Aim of the exercise -> Write out the material exactly, without any of its pictures.
───── Records provided ─────
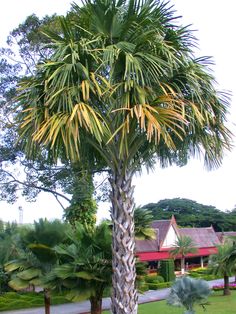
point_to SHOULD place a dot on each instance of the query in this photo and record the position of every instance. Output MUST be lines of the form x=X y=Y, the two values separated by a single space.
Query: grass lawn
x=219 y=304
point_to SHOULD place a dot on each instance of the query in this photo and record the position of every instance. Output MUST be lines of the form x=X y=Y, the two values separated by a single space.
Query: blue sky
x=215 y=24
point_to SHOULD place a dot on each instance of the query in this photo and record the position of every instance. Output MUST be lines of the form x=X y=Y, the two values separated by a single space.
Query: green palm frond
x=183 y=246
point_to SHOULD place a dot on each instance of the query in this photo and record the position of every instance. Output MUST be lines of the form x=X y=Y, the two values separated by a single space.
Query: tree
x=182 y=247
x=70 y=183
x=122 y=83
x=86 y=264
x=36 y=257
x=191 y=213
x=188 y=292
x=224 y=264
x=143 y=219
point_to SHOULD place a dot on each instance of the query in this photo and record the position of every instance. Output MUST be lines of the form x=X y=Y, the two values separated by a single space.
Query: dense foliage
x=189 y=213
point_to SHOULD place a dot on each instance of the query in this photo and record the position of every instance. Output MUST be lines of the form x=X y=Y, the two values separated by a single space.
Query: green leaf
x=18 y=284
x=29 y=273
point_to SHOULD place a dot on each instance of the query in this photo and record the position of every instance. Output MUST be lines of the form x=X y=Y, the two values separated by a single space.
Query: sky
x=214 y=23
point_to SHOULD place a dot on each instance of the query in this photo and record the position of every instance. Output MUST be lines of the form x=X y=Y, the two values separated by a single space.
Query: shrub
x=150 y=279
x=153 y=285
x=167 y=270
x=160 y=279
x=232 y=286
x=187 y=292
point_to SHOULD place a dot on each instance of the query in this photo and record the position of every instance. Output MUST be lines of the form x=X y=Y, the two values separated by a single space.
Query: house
─────
Task answer ->
point_to SHOULD place a dot on each instance of the query in this photo and record the position of every instance. Output MUST be lines of the form x=X y=Y, the two values separated by a single space.
Query: grass lawn
x=219 y=304
point_to SHOULD place a dot on each instance of the query in this photo and record the position of every instance. Output MUST be lines of the form x=X y=Y, the two values separated by a single space.
Query: blue sky
x=215 y=24
point_to SHOULD place a dot on each instance of the query in this photo and record the position of every instance. Output MUST be lines of the form x=X y=Y, the two values separated by a single space.
Query: green palm frond
x=183 y=246
point_to SHOULD place a dot on each instance of the query in this photo and record the position of every instance. Output MUST be lines of the form x=X y=Y, the two values separated by a single space.
Query: tree
x=182 y=247
x=70 y=183
x=122 y=83
x=86 y=264
x=36 y=257
x=191 y=213
x=188 y=292
x=224 y=264
x=143 y=219
point_to SHOULD place a dot on each instance of the query in this photo and record the position of every instance. Output MUST be lines of the form x=X y=Y, the two values separated by a single space.
Query: dense foliage
x=189 y=213
point_to SHOULD place a dot on each instance of the query in this photo and record the position of every instance. Output MUST be lines of the form x=X y=Y, the two values separated by a single space.
Query: green leaf
x=18 y=284
x=29 y=273
point_to SHOULD place a dot on each instance of the query in this photo and record the position of every instance. Output MUST be lines of the form x=X y=Y, the two values separated by a single space.
Query: sky
x=214 y=23
point_to SHOULD place a dot on each instance of the query in this photo and record the position of every instance. Output MUST be lines of the form x=X y=Y, the two values separated by a single space.
Query: shrub
x=150 y=279
x=153 y=285
x=167 y=270
x=160 y=279
x=232 y=286
x=187 y=292
point_to SHOULD place a dot on each instance of the query in this photo and record the position of every instance. Output MUST be lines of the form x=X y=Y, the two values separated by a single space.
Query: house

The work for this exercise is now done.